**To be done**
Print, word for word and with nothing else, the lines of the listing below from the line with "Task: check that each instance of the yellow-green" up to and including the line with "695), (548, 278)]".

**Data shown**
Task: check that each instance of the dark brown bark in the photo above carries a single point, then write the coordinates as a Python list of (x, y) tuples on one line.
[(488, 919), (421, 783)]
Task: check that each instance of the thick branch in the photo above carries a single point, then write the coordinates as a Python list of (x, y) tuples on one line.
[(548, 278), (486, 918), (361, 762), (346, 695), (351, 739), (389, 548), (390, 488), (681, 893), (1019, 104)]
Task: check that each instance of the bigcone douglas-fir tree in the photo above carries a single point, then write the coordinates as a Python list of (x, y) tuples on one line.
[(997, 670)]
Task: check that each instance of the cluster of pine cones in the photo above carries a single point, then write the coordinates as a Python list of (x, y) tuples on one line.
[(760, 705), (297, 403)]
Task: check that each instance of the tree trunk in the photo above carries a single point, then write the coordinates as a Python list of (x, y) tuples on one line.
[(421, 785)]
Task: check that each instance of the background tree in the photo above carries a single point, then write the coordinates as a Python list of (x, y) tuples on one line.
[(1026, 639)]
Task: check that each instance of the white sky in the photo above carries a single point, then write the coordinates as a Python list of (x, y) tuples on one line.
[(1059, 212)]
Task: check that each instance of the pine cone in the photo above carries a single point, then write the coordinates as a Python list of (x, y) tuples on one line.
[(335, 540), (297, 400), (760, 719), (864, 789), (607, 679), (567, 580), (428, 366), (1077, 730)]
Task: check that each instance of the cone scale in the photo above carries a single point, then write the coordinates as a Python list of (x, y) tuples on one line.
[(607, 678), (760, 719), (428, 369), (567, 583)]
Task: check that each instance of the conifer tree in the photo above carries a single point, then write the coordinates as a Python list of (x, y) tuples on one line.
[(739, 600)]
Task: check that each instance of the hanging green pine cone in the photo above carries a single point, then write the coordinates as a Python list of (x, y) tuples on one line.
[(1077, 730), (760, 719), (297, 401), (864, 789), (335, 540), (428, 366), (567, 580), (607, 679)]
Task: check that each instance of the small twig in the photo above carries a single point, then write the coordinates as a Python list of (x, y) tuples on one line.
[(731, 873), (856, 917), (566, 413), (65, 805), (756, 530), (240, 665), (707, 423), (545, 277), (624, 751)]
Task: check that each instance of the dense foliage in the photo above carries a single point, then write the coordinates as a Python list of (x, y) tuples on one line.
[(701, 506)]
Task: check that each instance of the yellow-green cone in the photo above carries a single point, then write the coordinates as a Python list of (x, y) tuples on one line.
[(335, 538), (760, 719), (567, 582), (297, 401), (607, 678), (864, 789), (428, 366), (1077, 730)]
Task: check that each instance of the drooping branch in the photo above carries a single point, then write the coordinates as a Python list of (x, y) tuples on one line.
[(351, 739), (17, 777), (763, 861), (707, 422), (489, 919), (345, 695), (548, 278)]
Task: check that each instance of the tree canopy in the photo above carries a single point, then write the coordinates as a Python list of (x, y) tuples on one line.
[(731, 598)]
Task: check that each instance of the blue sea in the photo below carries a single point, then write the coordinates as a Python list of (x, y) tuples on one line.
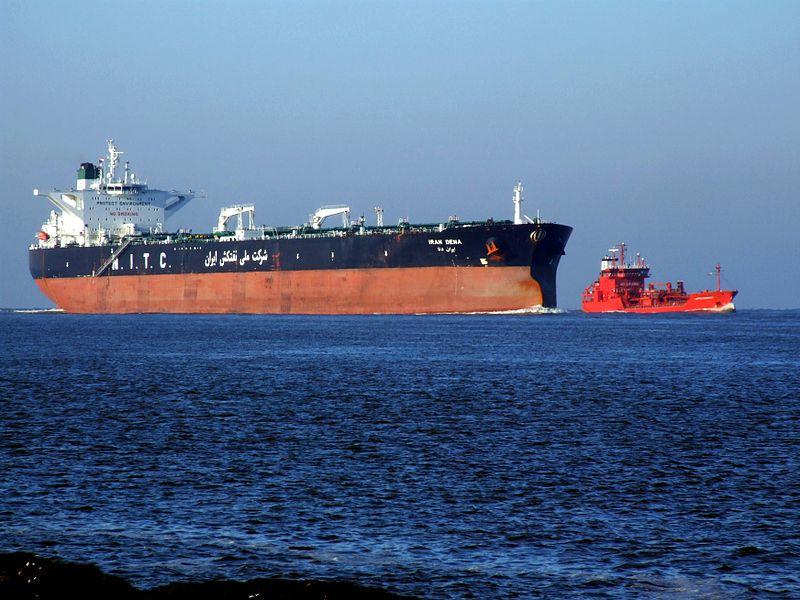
[(469, 456)]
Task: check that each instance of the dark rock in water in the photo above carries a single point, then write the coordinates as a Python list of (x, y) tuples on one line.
[(26, 576)]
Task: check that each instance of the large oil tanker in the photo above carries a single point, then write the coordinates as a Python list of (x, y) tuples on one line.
[(107, 250)]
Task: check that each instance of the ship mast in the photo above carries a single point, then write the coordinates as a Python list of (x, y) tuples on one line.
[(518, 203)]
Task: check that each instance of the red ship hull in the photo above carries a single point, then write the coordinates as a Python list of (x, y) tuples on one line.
[(622, 287), (340, 291), (713, 301)]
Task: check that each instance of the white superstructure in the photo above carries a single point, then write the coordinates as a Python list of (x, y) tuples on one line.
[(105, 205)]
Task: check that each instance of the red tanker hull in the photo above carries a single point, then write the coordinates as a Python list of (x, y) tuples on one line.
[(713, 301), (339, 291)]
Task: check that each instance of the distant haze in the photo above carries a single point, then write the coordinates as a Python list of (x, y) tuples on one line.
[(673, 127)]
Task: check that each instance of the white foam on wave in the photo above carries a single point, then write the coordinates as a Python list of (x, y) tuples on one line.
[(531, 310)]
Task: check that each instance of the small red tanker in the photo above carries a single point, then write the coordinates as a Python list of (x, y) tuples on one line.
[(621, 288)]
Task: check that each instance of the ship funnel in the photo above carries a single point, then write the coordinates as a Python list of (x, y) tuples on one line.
[(87, 173)]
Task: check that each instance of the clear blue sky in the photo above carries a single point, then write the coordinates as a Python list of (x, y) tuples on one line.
[(672, 126)]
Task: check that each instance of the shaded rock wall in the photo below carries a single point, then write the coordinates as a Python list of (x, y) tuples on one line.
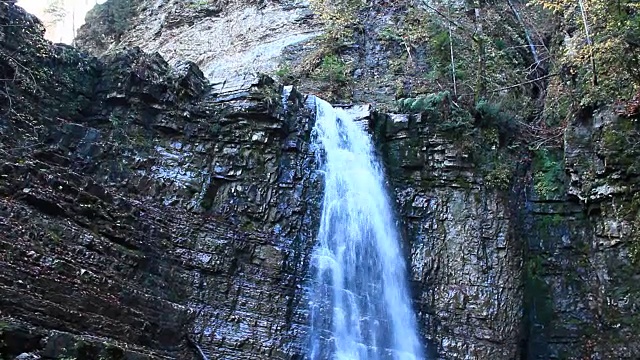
[(145, 210), (464, 254), (142, 212)]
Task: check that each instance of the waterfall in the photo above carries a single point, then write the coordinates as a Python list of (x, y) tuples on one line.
[(360, 304)]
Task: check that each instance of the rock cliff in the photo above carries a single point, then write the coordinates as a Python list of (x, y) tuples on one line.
[(144, 212), (150, 210)]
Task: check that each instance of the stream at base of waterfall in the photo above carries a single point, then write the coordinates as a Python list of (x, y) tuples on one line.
[(360, 306)]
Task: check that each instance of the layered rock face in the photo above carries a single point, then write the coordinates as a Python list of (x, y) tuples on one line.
[(226, 38), (465, 257), (142, 212), (146, 212)]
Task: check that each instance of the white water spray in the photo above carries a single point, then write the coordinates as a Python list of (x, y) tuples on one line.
[(360, 304)]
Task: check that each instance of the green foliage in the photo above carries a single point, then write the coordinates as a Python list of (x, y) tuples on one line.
[(332, 70), (602, 57), (548, 176), (428, 102)]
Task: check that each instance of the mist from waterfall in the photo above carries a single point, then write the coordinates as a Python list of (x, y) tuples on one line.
[(360, 305)]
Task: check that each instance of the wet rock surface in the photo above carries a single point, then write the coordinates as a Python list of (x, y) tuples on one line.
[(145, 209), (464, 254), (141, 213)]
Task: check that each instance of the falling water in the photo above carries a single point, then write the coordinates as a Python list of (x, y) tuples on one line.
[(360, 305)]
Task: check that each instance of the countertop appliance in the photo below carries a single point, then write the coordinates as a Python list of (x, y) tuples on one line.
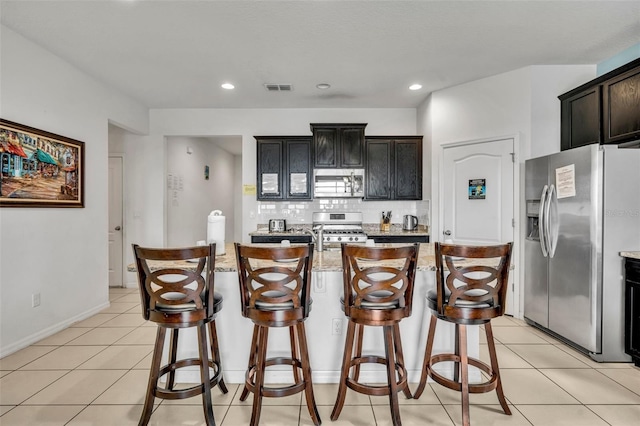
[(583, 208), (277, 225), (409, 222), (338, 183), (339, 227)]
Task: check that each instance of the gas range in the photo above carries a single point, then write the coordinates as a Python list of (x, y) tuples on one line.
[(340, 227)]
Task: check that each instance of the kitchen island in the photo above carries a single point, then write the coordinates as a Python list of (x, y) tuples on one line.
[(325, 325), (300, 234)]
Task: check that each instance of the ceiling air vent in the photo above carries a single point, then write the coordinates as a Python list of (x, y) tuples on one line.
[(278, 87)]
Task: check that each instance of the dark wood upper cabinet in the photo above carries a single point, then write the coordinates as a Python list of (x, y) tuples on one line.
[(408, 168), (338, 145), (378, 176), (621, 104), (580, 116), (393, 168), (605, 110), (284, 169)]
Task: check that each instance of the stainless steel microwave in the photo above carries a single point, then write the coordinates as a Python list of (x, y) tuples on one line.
[(338, 183)]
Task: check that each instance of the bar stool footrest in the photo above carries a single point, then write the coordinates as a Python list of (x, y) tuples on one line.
[(191, 391), (483, 387), (274, 392), (379, 390)]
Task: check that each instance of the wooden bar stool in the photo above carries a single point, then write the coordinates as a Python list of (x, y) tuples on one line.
[(275, 292), (175, 296), (472, 294), (378, 291)]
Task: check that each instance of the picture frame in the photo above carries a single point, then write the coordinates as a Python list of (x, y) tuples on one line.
[(39, 169)]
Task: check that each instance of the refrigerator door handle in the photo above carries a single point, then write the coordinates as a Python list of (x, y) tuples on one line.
[(551, 219), (541, 221)]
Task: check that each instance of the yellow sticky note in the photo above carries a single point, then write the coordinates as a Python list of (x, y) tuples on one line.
[(248, 190)]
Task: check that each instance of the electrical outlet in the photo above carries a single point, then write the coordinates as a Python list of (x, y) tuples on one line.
[(336, 326), (318, 283)]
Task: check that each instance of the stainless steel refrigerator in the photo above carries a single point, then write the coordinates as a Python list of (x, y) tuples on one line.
[(582, 209)]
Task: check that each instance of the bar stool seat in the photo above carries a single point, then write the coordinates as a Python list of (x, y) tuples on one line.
[(469, 293), (380, 294), (176, 298), (275, 294)]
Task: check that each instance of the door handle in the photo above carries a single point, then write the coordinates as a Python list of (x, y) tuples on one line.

**Finished task**
Task: check that each instance of the yellow-green cone in the photo above carries a single point, then write the coordinates as a Python list of (x, y) tuples on one line.
[(335, 538), (760, 719), (567, 582), (297, 401), (607, 678), (864, 789), (428, 366), (1077, 730)]
Task: check that each instance of the drooping branch in the photo above carries a single point, then write the coordinates as a Python list of (x, y) tuples on one line.
[(351, 739), (17, 777), (763, 861), (707, 422), (489, 919), (345, 695), (548, 278)]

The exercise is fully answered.